#### [Aim of the exercise]
Give every line of the entries below as a Markdown table with the columns Row and Line, numbering the rows in order and leaving out blank lines.

------ Given records

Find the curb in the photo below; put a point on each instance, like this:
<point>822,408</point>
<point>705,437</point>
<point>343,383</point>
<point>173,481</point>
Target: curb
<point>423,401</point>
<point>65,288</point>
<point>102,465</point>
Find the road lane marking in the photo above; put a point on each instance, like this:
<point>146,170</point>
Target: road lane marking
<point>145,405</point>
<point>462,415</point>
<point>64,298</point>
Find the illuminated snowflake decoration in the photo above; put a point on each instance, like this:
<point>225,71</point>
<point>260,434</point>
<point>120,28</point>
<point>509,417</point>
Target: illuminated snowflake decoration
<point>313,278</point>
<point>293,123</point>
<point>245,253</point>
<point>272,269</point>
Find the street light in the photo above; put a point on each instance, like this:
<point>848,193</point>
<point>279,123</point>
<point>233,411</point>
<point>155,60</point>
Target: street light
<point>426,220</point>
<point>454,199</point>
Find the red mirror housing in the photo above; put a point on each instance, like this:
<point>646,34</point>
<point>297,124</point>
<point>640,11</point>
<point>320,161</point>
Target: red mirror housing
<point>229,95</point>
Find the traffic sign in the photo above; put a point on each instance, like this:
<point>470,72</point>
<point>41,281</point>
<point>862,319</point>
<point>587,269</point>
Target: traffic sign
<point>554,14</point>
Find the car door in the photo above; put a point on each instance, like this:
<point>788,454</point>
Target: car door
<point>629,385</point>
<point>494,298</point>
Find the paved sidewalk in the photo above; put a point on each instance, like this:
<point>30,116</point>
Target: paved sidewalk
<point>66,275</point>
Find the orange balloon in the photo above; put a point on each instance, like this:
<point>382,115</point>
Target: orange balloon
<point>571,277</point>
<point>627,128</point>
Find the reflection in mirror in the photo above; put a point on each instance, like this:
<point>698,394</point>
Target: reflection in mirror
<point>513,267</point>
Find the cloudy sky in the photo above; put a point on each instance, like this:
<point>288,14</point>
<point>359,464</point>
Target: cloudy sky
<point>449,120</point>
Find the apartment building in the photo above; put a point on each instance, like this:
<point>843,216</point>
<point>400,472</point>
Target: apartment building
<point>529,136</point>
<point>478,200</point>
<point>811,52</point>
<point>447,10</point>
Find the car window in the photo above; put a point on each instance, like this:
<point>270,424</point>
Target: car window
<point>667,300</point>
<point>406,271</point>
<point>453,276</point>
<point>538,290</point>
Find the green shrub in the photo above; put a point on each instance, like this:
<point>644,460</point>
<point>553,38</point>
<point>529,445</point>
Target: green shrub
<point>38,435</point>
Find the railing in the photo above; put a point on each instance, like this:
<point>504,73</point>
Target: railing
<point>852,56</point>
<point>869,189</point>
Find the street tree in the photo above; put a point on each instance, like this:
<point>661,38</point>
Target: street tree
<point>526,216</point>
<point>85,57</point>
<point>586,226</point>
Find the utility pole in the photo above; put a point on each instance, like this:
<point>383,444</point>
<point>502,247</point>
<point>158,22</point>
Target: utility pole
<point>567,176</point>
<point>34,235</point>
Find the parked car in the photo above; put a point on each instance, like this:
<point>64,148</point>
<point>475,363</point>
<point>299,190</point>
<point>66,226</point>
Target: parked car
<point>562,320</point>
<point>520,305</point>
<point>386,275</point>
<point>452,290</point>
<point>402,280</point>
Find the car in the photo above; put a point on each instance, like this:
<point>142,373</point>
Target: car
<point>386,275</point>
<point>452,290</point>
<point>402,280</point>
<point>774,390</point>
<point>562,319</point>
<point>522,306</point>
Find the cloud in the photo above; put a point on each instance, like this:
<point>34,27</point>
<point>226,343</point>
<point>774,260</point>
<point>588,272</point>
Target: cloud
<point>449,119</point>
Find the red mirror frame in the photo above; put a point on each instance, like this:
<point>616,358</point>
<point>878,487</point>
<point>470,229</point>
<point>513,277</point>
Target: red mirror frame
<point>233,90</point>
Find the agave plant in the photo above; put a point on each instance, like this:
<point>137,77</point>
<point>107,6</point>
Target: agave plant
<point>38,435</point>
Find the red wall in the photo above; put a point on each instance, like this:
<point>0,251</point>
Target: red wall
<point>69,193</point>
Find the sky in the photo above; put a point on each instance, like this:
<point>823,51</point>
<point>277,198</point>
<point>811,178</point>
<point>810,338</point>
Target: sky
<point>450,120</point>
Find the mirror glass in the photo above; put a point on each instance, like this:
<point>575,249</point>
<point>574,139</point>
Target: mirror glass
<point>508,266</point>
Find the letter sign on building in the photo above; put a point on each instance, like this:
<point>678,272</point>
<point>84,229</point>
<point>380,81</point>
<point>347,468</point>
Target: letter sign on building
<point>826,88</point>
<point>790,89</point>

------------

#### [Written answer]
| Row | Line |
|---|---|
| 1 | Find the curb in the photo below; put a point on each instance, like this: |
| 2 | <point>822,408</point> |
| 3 | <point>705,437</point> |
| 4 | <point>343,383</point> |
| 5 | <point>173,481</point> |
| 6 | Target: curb |
| 7 | <point>423,401</point> |
| 8 | <point>65,288</point> |
| 9 | <point>102,465</point> |
| 10 | Find the road lane marking in the photo above; put a point on each instance, like this: |
| 11 | <point>146,170</point> |
| 12 | Target: road lane marking |
| 13 | <point>145,405</point> |
| 14 | <point>462,415</point> |
| 15 | <point>64,298</point> |
| 16 | Find the illuminated snowflake decoration in the photo above; put a point on each instance, like this: |
| 17 | <point>225,71</point> |
| 18 | <point>260,434</point> |
| 19 | <point>120,28</point> |
| 20 | <point>509,417</point> |
| 21 | Target: illuminated snowflake decoration |
| 22 | <point>313,278</point> |
| 23 | <point>293,123</point> |
| 24 | <point>245,253</point> |
| 25 | <point>272,269</point> |
| 26 | Find the street light in the photo above; put a point on each instance, like this: |
| 27 | <point>848,193</point> |
| 28 | <point>279,123</point> |
| 29 | <point>233,411</point> |
| 30 | <point>155,60</point> |
| 31 | Target: street light |
| 32 | <point>426,220</point> |
| 33 | <point>454,199</point> |
| 34 | Find the red mirror housing in the photo above; put a point on each instance, like this: |
| 35 | <point>646,34</point> |
| 36 | <point>297,124</point> |
| 37 | <point>640,11</point> |
| 38 | <point>320,161</point> |
| 39 | Target: red mirror housing |
| 40 | <point>229,95</point> |
| 41 | Find the traffic sign in the photo above; put a point on each instance, like this: |
| 42 | <point>470,72</point> |
| 43 | <point>41,281</point> |
| 44 | <point>862,319</point> |
| 45 | <point>587,269</point> |
| 46 | Target: traffic sign |
| 47 | <point>554,14</point> |
| 48 | Find the car door in the photo above; put a point on each instance, like this: |
| 49 | <point>788,454</point> |
| 50 | Target: car door |
| 51 | <point>629,385</point> |
| 52 | <point>494,298</point> |
| 53 | Find the paved sidewalk in the photo above; put a point on each instance, like this: |
| 54 | <point>30,116</point> |
| 55 | Target: paved sidewalk |
| 56 | <point>66,275</point> |
| 57 | Find the orange balloon in the photo above; put a point on each instance, like this: |
| 58 | <point>382,115</point> |
| 59 | Target: orange balloon |
| 60 | <point>571,277</point> |
| 61 | <point>627,128</point> |
| 62 | Find the reflection in mirror in the photo above; put a point on each instance, like this: |
| 63 | <point>698,394</point> |
| 64 | Target: reflection in mirror |
| 65 | <point>513,267</point> |
| 66 | Find the cloudy sky in the photo above; put a point on each instance, like this: |
| 67 | <point>288,14</point> |
| 68 | <point>359,464</point> |
| 69 | Target: cloudy sky |
| 70 | <point>449,120</point> |
| 71 | Find the apartment building in the photo above; put a point on each instance, like this: |
| 72 | <point>843,216</point> |
| 73 | <point>400,472</point> |
| 74 | Target: apartment building |
| 75 | <point>529,136</point> |
| 76 | <point>478,200</point> |
| 77 | <point>811,52</point> |
| 78 | <point>447,10</point> |
| 79 | Find the car window in the photo above; put a point on each instance, like this: |
| 80 | <point>270,424</point> |
| 81 | Target: car window |
| 82 | <point>667,300</point> |
| 83 | <point>406,271</point> |
| 84 | <point>453,276</point> |
| 85 | <point>538,290</point> |
| 86 | Find the green shrub in the photo above; put a point on each instance, like this: |
| 87 | <point>644,460</point> |
| 88 | <point>553,38</point> |
| 89 | <point>529,445</point> |
| 90 | Target: green shrub |
| 91 | <point>38,435</point> |
| 92 | Find the railing in the photo above; put a point on each instance, like this: |
| 93 | <point>504,73</point> |
| 94 | Target: railing |
| 95 | <point>852,56</point> |
| 96 | <point>869,189</point> |
| 97 | Find the street tree in the photo above; put a point on each instance, like this: |
| 98 | <point>661,38</point> |
| 99 | Target: street tree |
| 100 | <point>526,216</point> |
| 101 | <point>85,57</point> |
| 102 | <point>586,226</point> |
| 103 | Find the utility pole in the photo above; put a point on each instance, like this: |
| 104 | <point>383,444</point> |
| 105 | <point>502,247</point> |
| 106 | <point>158,22</point> |
| 107 | Target: utility pole |
| 108 | <point>567,176</point> |
| 109 | <point>34,235</point> |
| 110 | Find the parked car in the photo above; put a point on each instance, like this: |
| 111 | <point>64,148</point> |
| 112 | <point>475,363</point> |
| 113 | <point>299,190</point> |
| 114 | <point>66,226</point> |
| 115 | Target: parked car |
| 116 | <point>562,320</point> |
| 117 | <point>520,305</point> |
| 118 | <point>386,275</point> |
| 119 | <point>452,290</point> |
| 120 | <point>402,280</point> |
| 121 | Find the car in the photo above; put a point on each instance, like this: |
| 122 | <point>142,373</point> |
| 123 | Target: car |
| 124 | <point>386,275</point> |
| 125 | <point>452,290</point> |
| 126 | <point>402,280</point> |
| 127 | <point>774,390</point> |
| 128 | <point>562,319</point> |
| 129 | <point>522,306</point> |
| 130 | Find the cloud in the photo above; put a point on each instance, like this: |
| 131 | <point>34,27</point> |
| 132 | <point>226,343</point> |
| 133 | <point>774,260</point> |
| 134 | <point>588,272</point> |
| 135 | Target: cloud |
| 136 | <point>449,119</point> |
| 137 | Find the red mirror frame in the photo above; put a point on each instance, like this: |
| 138 | <point>616,358</point> |
| 139 | <point>878,487</point> |
| 140 | <point>470,229</point> |
| 141 | <point>513,277</point> |
| 142 | Target: red mirror frame |
| 143 | <point>233,90</point> |
| 144 | Find the agave plant in the photo above; put a point on each instance, like this: |
| 145 | <point>137,77</point> |
| 146 | <point>107,6</point> |
| 147 | Target: agave plant |
| 148 | <point>38,435</point> |
| 149 | Find the red wall in the photo above; put a point on each instance, like this: |
| 150 | <point>0,251</point> |
| 151 | Target: red wall |
| 152 | <point>69,193</point> |
| 153 | Find the sky in the photo above; put a point on each instance, like this: |
| 154 | <point>823,51</point> |
| 155 | <point>277,198</point> |
| 156 | <point>811,178</point> |
| 157 | <point>810,338</point> |
| 158 | Target: sky |
| 159 | <point>450,120</point> |
| 160 | Find the mirror glass in the photo above; put a point on each instance, like this: |
| 161 | <point>575,249</point> |
| 162 | <point>574,139</point> |
| 163 | Target: mirror glass |
| 164 | <point>508,266</point> |
| 165 | Find the letter sign on building in the photo above; put a point on each instance, like this: |
| 166 | <point>678,272</point> |
| 167 | <point>84,229</point> |
| 168 | <point>380,81</point> |
| 169 | <point>347,468</point> |
| 170 | Target: letter sign on building |
| 171 | <point>826,88</point> |
| 172 | <point>790,89</point> |